• [Problem to solve]: Format all of the data below as a numbered list with one line per entry, leaving out any blank lines and the pictures.

# START OF Data for the task

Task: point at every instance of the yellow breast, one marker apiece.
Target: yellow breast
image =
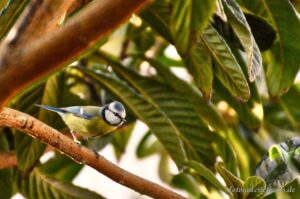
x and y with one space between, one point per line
87 128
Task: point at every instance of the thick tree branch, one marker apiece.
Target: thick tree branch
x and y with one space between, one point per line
39 18
44 133
28 63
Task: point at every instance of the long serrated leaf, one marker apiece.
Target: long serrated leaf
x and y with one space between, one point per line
285 61
227 68
176 107
227 154
255 187
290 105
206 111
160 125
189 18
243 109
231 180
158 15
39 185
243 32
188 183
9 14
147 146
280 172
199 65
208 175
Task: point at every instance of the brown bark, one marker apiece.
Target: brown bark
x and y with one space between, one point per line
8 159
44 133
22 65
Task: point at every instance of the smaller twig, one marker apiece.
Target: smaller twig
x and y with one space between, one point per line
8 159
39 130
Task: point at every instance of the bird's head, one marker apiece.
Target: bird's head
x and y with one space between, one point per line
114 113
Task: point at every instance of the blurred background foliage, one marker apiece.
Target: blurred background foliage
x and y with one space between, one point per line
185 68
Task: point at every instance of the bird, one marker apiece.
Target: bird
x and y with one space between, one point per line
91 121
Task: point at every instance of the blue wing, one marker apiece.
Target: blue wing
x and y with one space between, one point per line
75 110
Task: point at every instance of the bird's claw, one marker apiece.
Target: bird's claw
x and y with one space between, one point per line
96 153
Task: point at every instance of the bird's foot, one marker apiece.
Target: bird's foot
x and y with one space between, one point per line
77 142
96 153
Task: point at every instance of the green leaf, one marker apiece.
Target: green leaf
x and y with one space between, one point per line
262 31
39 185
208 175
227 68
275 152
61 168
285 61
6 183
254 186
227 154
158 15
147 146
283 169
206 111
9 14
200 67
186 182
289 102
189 18
243 32
166 131
231 180
185 116
243 109
121 138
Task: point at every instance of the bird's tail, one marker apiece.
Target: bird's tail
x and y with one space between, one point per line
57 110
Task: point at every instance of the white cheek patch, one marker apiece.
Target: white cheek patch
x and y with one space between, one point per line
111 118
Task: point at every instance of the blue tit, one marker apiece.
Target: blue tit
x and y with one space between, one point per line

# END OF Data for the task

• [Expected answer]:
1. Task: point at every instance of the yellow breast, one marker apiece.
2. Target: yellow breast
3. image =
4. x and y with one space between, one point per line
5. 87 128
6. Task: point at every instance of the thick tree branch, one marker apiece.
7. Target: thick tree branch
8. x and y with one space between, one point per line
9. 39 18
10. 44 133
11. 28 63
12. Task: point at every instance of the long serrated leaf, one marker apiece.
13. Target: long serrated leaf
14. x and y with one space between, one point per line
15. 285 61
16. 227 68
17. 176 107
18. 227 154
19. 255 187
20. 290 105
21. 206 111
22. 160 125
23. 189 18
24. 243 109
25. 231 180
26. 158 15
27. 39 185
28. 243 32
29. 188 183
30. 9 14
31. 147 146
32. 280 172
33. 199 65
34. 208 175
35. Task: point at every instance of the brown bark, one marker apiece.
36. Target: brown bark
37. x and y with one space between, one point per line
38. 8 159
39. 44 133
40. 22 65
41. Task: point at every instance of the smaller twig, one marker apiece.
42. Target: smaller twig
43. x and y with one space between, one point per line
44. 8 159
45. 39 130
46. Task: point at every instance of the bird's head, one marker apiece.
47. Target: bird's head
48. x and y with one space between, one point per line
49. 114 113
50. Task: point at every instance of the blurred background foliage, one marker apiece.
51. Target: blurred background foliage
52. x and y with one space between, one point per line
53. 185 68
54. Task: point at every instance of the bird, one marker apiece.
55. Target: bird
56. x and y with one space between, one point per line
57. 91 121
58. Task: point at every instance of the blue wing, one marker apiece.
59. Target: blue wing
60. x and y with one space between, one point per line
61. 75 110
62. Task: point at every instance of the bird's claw, one marker apiece.
63. Target: bird's claw
64. x and y with one space between, one point per line
65. 96 153
66. Task: point at every instance of the bird's foot, one marker apiece.
67. Target: bird's foot
68. x and y with one space between, one point per line
69. 77 142
70. 96 153
71. Task: point at every instance of the green leaf, one marker apiece.
72. Target: green leaf
73. x and y with one space between, one point per line
74. 262 31
75. 39 185
76. 208 175
77. 227 68
78. 275 152
79. 61 168
80. 285 61
81. 6 183
82. 254 186
83. 227 154
84. 158 15
85. 147 146
86. 283 169
87. 206 111
88. 9 14
89. 200 67
90. 186 182
91. 289 102
92. 189 18
93. 243 32
94. 166 131
95. 231 180
96. 185 116
97. 243 109
98. 121 138
99. Task: point at every instance of the bird's tail, one marker apiece.
100. Target: bird's tail
101. x and y with one space between, one point per line
102. 57 110
103. Task: point at every instance of the white cheek patch, one marker apiece.
104. Target: white cheek patch
105. x and y with one space between, one point per line
106. 111 118
107. Task: point at every instance of the blue tit, one marker apiece.
108. Target: blue tit
109. x and y with one space between, one point per line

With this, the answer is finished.